- Opening Delimiter -

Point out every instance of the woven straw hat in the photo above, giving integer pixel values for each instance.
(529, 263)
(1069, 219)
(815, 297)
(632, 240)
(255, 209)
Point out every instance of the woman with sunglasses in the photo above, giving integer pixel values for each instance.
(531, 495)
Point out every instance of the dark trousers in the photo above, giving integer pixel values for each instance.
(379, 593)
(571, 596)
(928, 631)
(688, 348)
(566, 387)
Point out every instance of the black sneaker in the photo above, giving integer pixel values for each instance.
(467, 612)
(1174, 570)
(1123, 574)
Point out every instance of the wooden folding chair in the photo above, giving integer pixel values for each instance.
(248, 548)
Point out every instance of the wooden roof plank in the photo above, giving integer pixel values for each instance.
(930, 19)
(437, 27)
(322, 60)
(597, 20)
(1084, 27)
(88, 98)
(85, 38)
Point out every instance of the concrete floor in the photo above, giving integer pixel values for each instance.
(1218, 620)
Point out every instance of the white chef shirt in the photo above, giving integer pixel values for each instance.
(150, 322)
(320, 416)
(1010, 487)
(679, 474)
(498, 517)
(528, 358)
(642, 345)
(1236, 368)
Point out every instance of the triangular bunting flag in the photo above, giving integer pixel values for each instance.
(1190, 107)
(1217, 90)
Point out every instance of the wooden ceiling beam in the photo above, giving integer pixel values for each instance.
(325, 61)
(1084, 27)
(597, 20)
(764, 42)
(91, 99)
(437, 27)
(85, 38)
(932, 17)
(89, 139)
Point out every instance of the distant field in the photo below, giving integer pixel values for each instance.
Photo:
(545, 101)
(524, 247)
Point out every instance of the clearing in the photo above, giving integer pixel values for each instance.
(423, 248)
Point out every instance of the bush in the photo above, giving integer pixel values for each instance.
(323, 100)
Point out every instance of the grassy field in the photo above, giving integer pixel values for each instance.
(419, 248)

- Closing Delimiter -

HOW TO COMPLETE THIS TASK:
Only the lines from the one with "Point out every instance of the clearing" through the final line above belong in the answer, each retyped exactly.

ANSWER BOX:
Point out every instance of the clearing in the photo above, giving integer pixel values for each instance.
(423, 248)
Point out every instance of the bush in the photo above, giving integer pixel values for each instance.
(323, 100)
Point out every instance of the grassy field in the photo above, giving integer pixel values for each instance.
(419, 248)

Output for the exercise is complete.